─── Supplied records ───
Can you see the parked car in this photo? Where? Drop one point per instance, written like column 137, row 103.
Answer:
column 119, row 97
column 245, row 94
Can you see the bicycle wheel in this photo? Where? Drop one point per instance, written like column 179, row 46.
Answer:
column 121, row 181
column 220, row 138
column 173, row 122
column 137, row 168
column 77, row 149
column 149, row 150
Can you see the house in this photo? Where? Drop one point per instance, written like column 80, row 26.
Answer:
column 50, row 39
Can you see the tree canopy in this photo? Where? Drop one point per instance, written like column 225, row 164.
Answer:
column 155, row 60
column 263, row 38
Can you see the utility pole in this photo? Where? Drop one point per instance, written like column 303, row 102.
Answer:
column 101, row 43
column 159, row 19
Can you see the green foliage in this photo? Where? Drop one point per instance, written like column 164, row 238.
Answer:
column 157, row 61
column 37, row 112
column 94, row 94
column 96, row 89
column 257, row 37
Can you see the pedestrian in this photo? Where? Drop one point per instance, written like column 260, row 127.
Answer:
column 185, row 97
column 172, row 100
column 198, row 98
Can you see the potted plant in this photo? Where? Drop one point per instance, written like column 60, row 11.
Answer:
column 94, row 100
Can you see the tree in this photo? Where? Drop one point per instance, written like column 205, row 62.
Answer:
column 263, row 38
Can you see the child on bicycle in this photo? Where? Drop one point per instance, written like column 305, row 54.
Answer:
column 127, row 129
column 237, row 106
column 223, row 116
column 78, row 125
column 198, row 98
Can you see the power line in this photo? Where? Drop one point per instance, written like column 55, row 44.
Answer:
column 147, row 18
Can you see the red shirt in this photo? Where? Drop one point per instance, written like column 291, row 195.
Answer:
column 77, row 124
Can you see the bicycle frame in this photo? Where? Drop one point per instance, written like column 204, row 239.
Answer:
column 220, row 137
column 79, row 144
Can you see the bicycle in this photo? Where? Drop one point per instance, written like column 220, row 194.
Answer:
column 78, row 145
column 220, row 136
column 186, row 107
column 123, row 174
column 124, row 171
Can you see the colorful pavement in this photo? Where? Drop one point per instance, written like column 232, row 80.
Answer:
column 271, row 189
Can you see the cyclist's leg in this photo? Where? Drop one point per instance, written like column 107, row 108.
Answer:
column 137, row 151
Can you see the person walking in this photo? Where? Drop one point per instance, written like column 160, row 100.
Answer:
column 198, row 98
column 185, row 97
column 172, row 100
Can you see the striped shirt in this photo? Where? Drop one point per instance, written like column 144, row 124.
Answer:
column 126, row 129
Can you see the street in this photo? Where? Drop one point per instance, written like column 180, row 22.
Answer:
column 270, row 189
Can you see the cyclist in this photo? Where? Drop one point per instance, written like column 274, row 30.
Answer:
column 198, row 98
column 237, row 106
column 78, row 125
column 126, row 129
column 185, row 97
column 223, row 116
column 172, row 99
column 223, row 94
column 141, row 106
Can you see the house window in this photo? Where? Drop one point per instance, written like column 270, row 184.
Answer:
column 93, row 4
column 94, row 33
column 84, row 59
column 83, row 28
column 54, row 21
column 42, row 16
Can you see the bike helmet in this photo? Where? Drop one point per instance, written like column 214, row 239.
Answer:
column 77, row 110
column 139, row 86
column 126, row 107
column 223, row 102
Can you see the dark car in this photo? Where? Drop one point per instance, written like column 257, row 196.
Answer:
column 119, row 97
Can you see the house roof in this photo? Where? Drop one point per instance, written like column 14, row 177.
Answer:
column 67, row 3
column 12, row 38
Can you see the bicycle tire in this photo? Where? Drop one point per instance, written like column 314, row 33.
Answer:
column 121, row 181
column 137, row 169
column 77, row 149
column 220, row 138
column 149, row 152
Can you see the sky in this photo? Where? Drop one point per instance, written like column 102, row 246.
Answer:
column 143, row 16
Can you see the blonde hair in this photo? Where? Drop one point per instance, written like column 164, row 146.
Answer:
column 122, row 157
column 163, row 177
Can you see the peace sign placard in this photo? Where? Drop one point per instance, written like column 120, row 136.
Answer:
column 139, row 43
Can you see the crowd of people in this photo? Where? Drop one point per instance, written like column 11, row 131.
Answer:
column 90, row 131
───
### [Objective]
Rewrite all of the lines above, substituting "Place one point for each instance" for every occurrence of "Drop one point per instance" and leaving everything else unchanged.

### [Output of the exercise]
Can you see the parked car in this photo? Where? Place one point for each instance, written like column 137, row 103.
Answer:
column 119, row 97
column 245, row 94
Can you see the bicycle wheel in this photo? Where? Place one point for each instance, written like column 179, row 46.
Answer:
column 121, row 181
column 220, row 138
column 173, row 122
column 137, row 168
column 77, row 149
column 149, row 150
Can you see the house in this photo? Where? Place one point for each instance, written like column 80, row 26.
Answer:
column 50, row 39
Can you see the tree canopy in this photo? Where? Place one point for each instance, written like column 225, row 164.
Answer:
column 155, row 60
column 263, row 38
Can you see the utility pole in this photo? Where? Place one point for each instance, written like column 303, row 102.
Answer:
column 101, row 43
column 159, row 19
Can you see the green foliage in this photo? Where? Place one point for each instance, written like column 164, row 238.
Answer:
column 157, row 61
column 37, row 112
column 94, row 94
column 96, row 89
column 257, row 37
Can you see the pedestrian in this photo? Where? Place one point for each instance, written like column 260, row 127.
Answer:
column 185, row 97
column 172, row 100
column 198, row 98
Can you see the potted plant in this photo? Where? Place one point for each instance, written like column 60, row 11.
Answer:
column 94, row 100
Can you see the tree in this photo? Where? Place one point for each instance, written like column 205, row 62.
Answer:
column 263, row 38
Can you see the child on bicycle in this photo? Where? Place one point for each instance, written like column 305, row 54.
Answer:
column 127, row 129
column 237, row 106
column 223, row 116
column 78, row 125
column 198, row 98
Can you see the power line in this photo? Where? Place one point for each instance, written like column 55, row 44.
Answer:
column 147, row 18
Can you see the red shirt in this photo? Where? Place one point for each instance, written like column 291, row 195.
Answer:
column 77, row 124
Can you see the bicycle frame in this photo? Where? Place one point for each instance, written like column 204, row 239.
Answer:
column 220, row 137
column 79, row 144
Can you see the bicycle in this photo? Where? Place one point for each instance, written like column 220, row 194.
Answer:
column 78, row 145
column 220, row 136
column 186, row 107
column 123, row 174
column 124, row 171
Can you see the colorful pavement in this photo? Where? Place one point for each instance, written like column 232, row 80.
Answer:
column 271, row 189
Can you see the cyclist's leg in this photo? Where? Place one point for each instance, written like column 107, row 108.
Answer:
column 137, row 151
Can you see the person walking in this photo? Where? Place one point for each instance, written like column 160, row 100.
Answer:
column 198, row 98
column 185, row 97
column 172, row 100
Can you see the striped shirt in this photo? Where? Place one point for each instance, written like column 144, row 124.
Answer:
column 126, row 129
Can you see the street in this photo? Where? Place one point for each instance, written like column 180, row 22.
Answer:
column 270, row 189
Can you see the cyclist in this photo? Where? Place one point for each instance, written like column 274, row 30.
Answer:
column 198, row 98
column 237, row 106
column 78, row 125
column 126, row 129
column 185, row 97
column 223, row 116
column 172, row 99
column 223, row 94
column 141, row 106
Can you see the house window in this photo? Where? Place one point for each instance, written like column 270, row 184.
Answer:
column 93, row 4
column 94, row 33
column 84, row 59
column 83, row 28
column 54, row 21
column 42, row 16
Can you see the bike helmet in this photo? Where? Place one point for each instance, written like column 214, row 239.
Answer:
column 77, row 110
column 139, row 86
column 126, row 107
column 223, row 102
Can you see the dark car in this photo? Where? Place one point for each instance, written like column 257, row 196.
Answer:
column 119, row 97
Can you see the house roof in this photo? Where? Place one point for each instance, written like column 14, row 177.
Answer:
column 67, row 3
column 12, row 38
Can you see the bicycle tire in this photo? Where? Place one point for each instance, written like column 314, row 33.
Answer:
column 121, row 181
column 137, row 169
column 77, row 149
column 220, row 138
column 149, row 152
Can you see the sky in this photo? Where? Place one point for each instance, written like column 102, row 246.
Answer:
column 143, row 16
Can you see the blonde hair in this photo? Where? Place one point for each instance, written like column 164, row 146.
Answer:
column 122, row 157
column 163, row 177
Can you see the peace sign placard in this photo? Where? Place one point for each instance, written like column 120, row 136.
Answer:
column 139, row 43
Can you see the crowd of people in this photo? Where? Place one point for each instance, written like column 11, row 131.
Answer:
column 90, row 131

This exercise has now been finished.